[Dataset entries]
□ □ □ □ □ □ □

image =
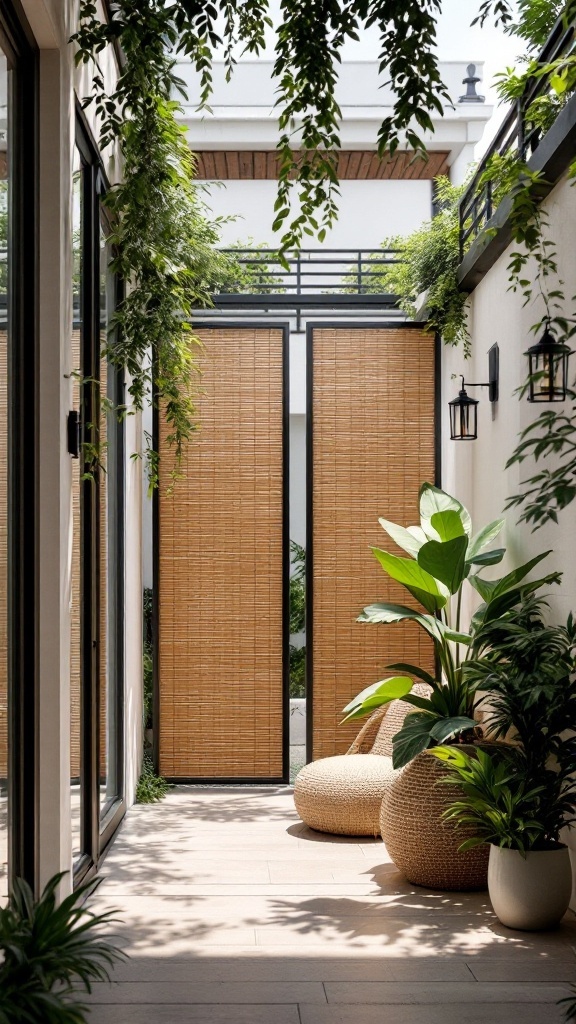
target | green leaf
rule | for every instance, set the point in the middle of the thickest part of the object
(484, 538)
(414, 670)
(488, 557)
(490, 589)
(391, 689)
(512, 579)
(403, 538)
(456, 637)
(433, 500)
(483, 587)
(422, 586)
(377, 694)
(412, 738)
(450, 726)
(445, 561)
(388, 613)
(447, 524)
(451, 755)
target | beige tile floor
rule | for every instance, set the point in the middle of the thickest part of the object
(234, 912)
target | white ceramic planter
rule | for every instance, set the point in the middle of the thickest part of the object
(530, 893)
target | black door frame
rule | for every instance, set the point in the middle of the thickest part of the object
(157, 714)
(96, 828)
(348, 326)
(22, 51)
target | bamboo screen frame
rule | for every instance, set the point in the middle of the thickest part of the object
(221, 572)
(371, 444)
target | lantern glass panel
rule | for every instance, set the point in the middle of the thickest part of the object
(548, 376)
(463, 419)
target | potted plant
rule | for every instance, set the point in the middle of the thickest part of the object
(444, 557)
(519, 797)
(52, 952)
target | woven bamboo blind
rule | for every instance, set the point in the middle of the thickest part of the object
(3, 554)
(373, 446)
(220, 569)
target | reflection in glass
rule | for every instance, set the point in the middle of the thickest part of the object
(5, 134)
(109, 431)
(76, 572)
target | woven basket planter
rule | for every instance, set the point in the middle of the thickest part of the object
(343, 795)
(422, 846)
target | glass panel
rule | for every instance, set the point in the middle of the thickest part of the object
(5, 136)
(76, 567)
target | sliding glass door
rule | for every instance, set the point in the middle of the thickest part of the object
(97, 576)
(18, 77)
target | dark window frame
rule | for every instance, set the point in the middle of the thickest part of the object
(97, 827)
(23, 435)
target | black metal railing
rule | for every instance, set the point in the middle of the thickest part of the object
(311, 271)
(519, 134)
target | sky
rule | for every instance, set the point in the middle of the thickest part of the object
(457, 40)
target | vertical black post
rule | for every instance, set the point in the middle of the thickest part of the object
(310, 544)
(22, 479)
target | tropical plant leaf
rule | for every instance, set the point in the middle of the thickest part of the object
(385, 689)
(433, 500)
(445, 561)
(489, 589)
(418, 534)
(448, 727)
(448, 524)
(455, 637)
(420, 584)
(412, 738)
(488, 557)
(397, 613)
(414, 670)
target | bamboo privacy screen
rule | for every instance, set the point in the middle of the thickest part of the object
(220, 569)
(373, 444)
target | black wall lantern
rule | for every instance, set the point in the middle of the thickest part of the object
(463, 410)
(548, 369)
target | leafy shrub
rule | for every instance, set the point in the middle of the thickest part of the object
(151, 787)
(52, 953)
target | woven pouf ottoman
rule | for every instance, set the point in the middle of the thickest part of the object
(343, 795)
(422, 846)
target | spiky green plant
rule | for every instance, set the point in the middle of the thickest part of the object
(52, 953)
(151, 787)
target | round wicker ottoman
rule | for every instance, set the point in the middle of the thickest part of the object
(343, 795)
(420, 844)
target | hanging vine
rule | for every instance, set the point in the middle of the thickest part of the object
(163, 242)
(548, 491)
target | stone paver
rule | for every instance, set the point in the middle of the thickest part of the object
(234, 912)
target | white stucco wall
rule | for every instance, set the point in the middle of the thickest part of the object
(369, 211)
(475, 471)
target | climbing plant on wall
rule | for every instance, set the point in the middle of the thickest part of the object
(163, 240)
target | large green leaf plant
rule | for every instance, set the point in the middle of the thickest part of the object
(444, 555)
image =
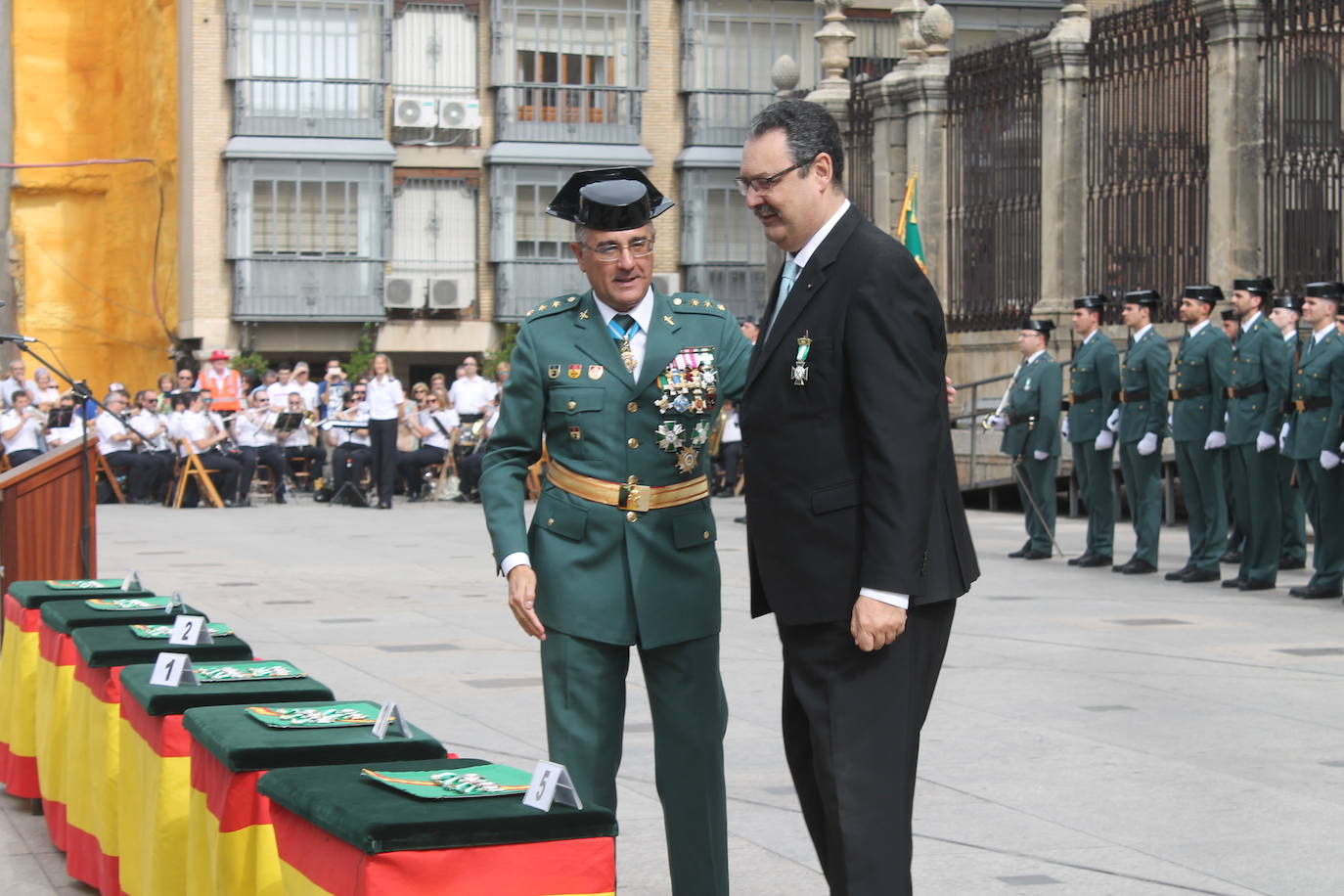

□ □ □ □ □ □ □

● **THE TASK**
Begin at the first line of the records. Print every line through the one containing "target | woven bamboo blind" exactly, but skip the pictures.

● **TASK OUTPUT**
image =
target | green leaf
rule | for every instance, set the point in the middle of the thickest part of the object
(484, 538)
(414, 670)
(488, 557)
(490, 589)
(391, 689)
(512, 579)
(403, 538)
(456, 637)
(433, 500)
(483, 587)
(422, 586)
(377, 694)
(412, 738)
(450, 726)
(445, 561)
(388, 613)
(447, 524)
(451, 755)
target | beige tile floor
rule | for every instance, set the point in the middle of the thickest part of the object
(234, 912)
target | white ceramic planter
rule | for every instance, set the point in the middle of the thickest part of the object
(530, 893)
target | black door frame
rule | for every instance, set the point in the middle of the thickest part of the object
(157, 714)
(96, 828)
(348, 326)
(22, 51)
target | bamboo screen frame
rule | for every instance, set the point in the middle of the thickest part of the object
(221, 572)
(371, 444)
target | lantern glass panel
rule | for every instance, set the point in the middle of the thickest part of the object
(548, 376)
(463, 419)
target | potted plant
rule | for every instance, set the point in the middle of the thickest part of the object
(444, 557)
(519, 797)
(52, 952)
target | woven bamboo blind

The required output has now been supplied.